▶ [Given passage]
In The Inability to Love, Agnes C. Mueller examines the representations of Jews and of German memories of National Socialism in a range of fictional works published after the unification of East and West Germany. She deliberately selects novels and short stories that have achieved popularity or critical acclaim, arguing that they may represent attitudes held by a wide swath of the German readership.

Mueller's analysis locates either a disturbing absence of Jewish characters in recent fiction, or else a depiction of Jewishness distorted by stereotypes. She diagnoses this situation as revealing, in her title formulation, an "inability to love" either the Jewish other or the German self (20). Of course, she builds here on the influential book by Alexander and Margarete Mitscherlich, The Inability to Mourn (1967). In each of four chapters, Mueller shows how, in works by first-, second-, and third-generation postwar writers, the inability to love is passed down from generation to generation because of an incapacity to come to terms with the past.

Dataset entries

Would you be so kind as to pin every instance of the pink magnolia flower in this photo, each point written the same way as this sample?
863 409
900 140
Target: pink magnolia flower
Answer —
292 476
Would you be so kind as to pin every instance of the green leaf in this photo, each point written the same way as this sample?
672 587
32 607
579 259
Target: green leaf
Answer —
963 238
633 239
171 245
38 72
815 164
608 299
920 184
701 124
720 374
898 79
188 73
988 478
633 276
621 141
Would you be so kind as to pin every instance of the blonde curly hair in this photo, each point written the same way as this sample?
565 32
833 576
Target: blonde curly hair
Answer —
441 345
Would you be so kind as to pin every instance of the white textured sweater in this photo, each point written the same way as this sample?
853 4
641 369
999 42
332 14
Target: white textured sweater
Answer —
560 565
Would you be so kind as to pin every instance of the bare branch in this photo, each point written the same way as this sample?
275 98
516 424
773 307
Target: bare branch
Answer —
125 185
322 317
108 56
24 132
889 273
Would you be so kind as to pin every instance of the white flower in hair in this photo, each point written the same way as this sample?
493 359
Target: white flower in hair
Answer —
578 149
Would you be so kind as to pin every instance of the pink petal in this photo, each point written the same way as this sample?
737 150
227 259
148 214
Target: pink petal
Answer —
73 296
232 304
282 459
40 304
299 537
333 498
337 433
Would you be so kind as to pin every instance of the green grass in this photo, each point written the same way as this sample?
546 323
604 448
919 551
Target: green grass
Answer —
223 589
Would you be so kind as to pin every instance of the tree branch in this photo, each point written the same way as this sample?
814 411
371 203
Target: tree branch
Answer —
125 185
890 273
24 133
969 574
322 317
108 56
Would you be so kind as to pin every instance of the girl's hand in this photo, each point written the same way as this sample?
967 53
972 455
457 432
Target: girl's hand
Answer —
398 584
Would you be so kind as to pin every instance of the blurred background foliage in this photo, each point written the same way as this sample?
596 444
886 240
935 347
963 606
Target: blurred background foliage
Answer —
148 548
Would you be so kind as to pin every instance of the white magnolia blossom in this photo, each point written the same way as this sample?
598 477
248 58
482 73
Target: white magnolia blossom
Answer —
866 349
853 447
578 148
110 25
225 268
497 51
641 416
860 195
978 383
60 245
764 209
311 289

▶ [Task brief]
Please copy the section of the passage on Mueller's book that begins with the words containing "In The Inability" and ends with "the German readership.".

▶ [Answer box]
In The Inability to Love, Agnes C. Mueller examines the representations of Jews and of German memories of National Socialism in a range of fictional works published after the unification of East and West Germany. She deliberately selects novels and short stories that have achieved popularity or critical acclaim, arguing that they may represent attitudes held by a wide swath of the German readership.